Point-per-instance localization data:
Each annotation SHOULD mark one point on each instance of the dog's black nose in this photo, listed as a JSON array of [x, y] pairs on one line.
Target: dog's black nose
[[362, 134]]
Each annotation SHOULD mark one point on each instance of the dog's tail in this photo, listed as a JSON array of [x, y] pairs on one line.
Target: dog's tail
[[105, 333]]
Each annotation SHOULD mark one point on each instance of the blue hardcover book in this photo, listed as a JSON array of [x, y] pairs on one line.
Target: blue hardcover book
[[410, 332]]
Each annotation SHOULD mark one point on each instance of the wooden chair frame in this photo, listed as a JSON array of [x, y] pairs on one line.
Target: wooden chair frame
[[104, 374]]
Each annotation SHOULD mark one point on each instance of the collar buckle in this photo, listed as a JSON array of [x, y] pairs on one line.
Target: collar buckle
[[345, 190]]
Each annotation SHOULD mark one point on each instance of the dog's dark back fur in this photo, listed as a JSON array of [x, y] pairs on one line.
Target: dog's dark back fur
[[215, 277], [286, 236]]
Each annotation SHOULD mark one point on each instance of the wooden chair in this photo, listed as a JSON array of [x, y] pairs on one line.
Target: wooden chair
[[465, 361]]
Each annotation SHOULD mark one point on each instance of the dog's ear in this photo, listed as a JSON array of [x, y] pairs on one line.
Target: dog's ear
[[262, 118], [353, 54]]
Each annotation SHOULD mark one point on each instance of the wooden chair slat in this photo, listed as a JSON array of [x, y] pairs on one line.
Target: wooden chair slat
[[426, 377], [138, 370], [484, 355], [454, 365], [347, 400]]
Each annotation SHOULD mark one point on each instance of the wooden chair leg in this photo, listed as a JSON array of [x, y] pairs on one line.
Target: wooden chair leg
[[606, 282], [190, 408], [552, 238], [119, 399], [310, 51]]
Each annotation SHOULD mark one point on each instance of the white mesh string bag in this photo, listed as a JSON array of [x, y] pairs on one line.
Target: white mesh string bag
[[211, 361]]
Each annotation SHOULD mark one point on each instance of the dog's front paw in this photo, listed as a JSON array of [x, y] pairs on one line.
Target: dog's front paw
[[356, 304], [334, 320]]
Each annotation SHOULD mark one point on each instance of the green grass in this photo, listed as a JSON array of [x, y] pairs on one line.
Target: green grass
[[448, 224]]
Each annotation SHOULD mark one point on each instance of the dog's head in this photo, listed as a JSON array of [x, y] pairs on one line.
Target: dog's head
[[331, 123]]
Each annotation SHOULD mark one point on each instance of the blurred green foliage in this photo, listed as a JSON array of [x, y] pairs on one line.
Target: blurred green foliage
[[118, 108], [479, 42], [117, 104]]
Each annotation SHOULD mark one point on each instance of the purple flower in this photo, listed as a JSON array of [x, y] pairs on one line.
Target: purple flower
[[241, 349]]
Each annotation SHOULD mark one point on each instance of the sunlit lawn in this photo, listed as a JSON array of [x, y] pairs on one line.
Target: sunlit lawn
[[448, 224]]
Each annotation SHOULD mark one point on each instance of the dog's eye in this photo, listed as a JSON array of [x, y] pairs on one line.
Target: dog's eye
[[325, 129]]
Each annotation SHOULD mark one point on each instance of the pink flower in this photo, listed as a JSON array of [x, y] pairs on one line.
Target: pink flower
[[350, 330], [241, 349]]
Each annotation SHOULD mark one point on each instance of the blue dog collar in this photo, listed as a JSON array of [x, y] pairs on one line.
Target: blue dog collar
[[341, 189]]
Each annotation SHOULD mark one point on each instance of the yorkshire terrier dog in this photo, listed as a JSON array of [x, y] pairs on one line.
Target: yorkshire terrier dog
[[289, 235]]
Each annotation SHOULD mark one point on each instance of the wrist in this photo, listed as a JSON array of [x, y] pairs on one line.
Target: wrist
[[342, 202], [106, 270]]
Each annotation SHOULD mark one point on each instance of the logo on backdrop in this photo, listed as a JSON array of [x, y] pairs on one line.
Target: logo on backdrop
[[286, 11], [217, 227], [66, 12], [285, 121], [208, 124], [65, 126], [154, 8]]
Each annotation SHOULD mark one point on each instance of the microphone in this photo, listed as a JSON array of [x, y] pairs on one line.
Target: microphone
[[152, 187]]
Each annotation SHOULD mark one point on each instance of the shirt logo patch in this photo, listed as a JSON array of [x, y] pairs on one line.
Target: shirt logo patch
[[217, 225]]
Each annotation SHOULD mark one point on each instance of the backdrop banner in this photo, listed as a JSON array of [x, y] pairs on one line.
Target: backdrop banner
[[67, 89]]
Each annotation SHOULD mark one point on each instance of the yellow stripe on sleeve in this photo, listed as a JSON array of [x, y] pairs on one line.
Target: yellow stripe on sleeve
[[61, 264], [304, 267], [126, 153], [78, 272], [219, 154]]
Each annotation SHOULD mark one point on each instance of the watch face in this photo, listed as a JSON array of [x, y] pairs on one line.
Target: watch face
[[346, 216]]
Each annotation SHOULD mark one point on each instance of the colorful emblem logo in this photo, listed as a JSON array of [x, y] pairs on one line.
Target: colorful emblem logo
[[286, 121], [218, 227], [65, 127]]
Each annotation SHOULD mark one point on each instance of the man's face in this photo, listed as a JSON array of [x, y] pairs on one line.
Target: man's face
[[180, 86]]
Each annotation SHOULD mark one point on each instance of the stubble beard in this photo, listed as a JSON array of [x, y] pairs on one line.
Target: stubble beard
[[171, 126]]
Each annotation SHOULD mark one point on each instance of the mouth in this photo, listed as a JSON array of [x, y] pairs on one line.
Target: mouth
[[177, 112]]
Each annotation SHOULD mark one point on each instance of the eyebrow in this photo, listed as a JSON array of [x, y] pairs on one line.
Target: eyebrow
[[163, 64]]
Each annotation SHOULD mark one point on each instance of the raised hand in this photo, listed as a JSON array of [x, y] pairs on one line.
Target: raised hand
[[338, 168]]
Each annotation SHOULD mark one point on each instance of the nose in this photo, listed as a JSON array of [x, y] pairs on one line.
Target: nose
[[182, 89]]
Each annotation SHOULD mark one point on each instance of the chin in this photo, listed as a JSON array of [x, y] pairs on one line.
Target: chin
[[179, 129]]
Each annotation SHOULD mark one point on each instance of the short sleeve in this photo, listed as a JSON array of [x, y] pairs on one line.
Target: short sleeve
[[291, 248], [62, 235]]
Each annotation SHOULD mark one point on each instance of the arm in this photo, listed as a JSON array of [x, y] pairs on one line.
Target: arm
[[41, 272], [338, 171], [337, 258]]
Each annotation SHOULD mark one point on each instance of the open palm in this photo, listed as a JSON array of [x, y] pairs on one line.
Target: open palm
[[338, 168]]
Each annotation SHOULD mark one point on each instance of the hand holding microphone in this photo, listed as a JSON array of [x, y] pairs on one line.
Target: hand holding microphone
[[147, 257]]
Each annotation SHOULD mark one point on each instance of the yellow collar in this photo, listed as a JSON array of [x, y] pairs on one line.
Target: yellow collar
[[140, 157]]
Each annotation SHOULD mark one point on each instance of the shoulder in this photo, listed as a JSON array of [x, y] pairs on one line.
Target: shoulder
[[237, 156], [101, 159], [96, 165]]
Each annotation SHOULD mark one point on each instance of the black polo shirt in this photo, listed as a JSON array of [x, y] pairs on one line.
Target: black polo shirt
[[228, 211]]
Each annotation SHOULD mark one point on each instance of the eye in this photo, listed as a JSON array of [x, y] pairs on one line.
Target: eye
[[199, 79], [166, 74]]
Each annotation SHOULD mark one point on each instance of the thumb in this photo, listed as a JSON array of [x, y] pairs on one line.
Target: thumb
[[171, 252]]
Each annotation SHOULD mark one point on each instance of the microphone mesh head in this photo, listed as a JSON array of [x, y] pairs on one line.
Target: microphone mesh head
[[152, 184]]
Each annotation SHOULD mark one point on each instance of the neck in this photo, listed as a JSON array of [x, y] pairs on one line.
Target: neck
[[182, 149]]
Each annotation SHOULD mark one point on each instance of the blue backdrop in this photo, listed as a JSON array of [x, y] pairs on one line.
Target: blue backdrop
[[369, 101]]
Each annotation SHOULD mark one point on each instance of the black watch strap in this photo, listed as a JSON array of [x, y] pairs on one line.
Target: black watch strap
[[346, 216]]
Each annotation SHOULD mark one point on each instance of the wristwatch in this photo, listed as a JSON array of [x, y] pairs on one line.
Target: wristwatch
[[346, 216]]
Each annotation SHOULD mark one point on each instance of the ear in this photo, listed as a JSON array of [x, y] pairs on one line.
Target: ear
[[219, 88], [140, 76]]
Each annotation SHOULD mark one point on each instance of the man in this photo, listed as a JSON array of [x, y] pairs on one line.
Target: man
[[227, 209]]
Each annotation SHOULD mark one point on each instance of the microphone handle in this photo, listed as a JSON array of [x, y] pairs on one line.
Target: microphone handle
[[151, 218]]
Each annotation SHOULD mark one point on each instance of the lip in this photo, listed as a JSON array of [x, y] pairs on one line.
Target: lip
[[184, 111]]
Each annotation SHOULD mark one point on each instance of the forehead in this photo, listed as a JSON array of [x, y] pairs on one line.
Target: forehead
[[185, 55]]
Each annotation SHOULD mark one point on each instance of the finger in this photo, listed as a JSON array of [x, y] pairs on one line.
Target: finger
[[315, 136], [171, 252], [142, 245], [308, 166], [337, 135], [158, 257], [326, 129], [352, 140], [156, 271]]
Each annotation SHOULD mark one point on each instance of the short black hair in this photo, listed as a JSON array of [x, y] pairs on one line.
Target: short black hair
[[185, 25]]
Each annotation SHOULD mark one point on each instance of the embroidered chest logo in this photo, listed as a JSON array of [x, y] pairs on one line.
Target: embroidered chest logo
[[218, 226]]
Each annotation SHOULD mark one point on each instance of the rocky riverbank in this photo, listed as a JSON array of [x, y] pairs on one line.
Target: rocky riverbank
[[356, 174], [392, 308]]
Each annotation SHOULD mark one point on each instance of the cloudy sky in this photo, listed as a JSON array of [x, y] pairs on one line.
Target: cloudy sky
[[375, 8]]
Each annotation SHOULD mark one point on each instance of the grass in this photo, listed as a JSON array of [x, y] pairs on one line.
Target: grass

What is needed: From the opening line of the data above through the line holding "of the white", give every line again exactly as it stands.

Exercise response:
Each annotation SHOULD mark one point on each instance of the dog's black nose in this photo, listed as a JSON array of [x, y] pairs on one line.
Target: dog's black nose
[[362, 134]]
Each annotation SHOULD mark one point on each instance of the dog's tail in this photo, listed as a JSON array of [x, y] pairs on one line.
Target: dog's tail
[[105, 333]]
Each annotation SHOULD mark one point on each instance of the blue hardcover book in this photo, listed as a JSON array of [x, y] pairs on one line.
Target: blue hardcover book
[[410, 332]]
Each annotation SHOULD mark one point on each instance of the wooden chair frame in this photo, listed as a JSON array of [x, y] pairs on one line.
Target: wooden chair frame
[[104, 374]]
Each annotation SHOULD mark one point on each instance of the collar buckle in this photo, listed as a JSON array of [x, y] pairs on one line.
Target: collar buckle
[[345, 190]]
Each annotation SHOULD mark one point on each instance of the dog's dark back fur in this photo, listed as a JSON array of [x, y] pairs on one line.
Target: dog's dark back fur
[[215, 277], [286, 236]]
Each annotation SHOULD mark one point on each instance of the wooden chair in this photo, listed as a JSON array of [x, y] pairs on one line.
Target: wooden chair
[[465, 361]]
Each annotation SHOULD mark one point on each instance of the dog's ear in this photo, listed as a JSON array of [x, y] pairs on one line.
Target: dog's ear
[[262, 118], [353, 54]]
Each annotation SHOULD mark one point on each instance of the wooden chair slat in this photo, listed as a JSON array of [x, y] pairs on one line.
Target: wooden chair slat
[[426, 377], [138, 370], [484, 355], [454, 365], [347, 400]]
Each annotation SHOULD mark one point on each instance of the wooden chair leg in this photo, listed as a JSON array of [x, y] pairs on one line.
Target: wooden chair leg
[[606, 282], [190, 408], [552, 238], [119, 399], [310, 51]]
Each annotation SHOULD mark one point on each instance of the white mesh string bag in this photo, listed as a JSON array of [x, y] pairs on one line.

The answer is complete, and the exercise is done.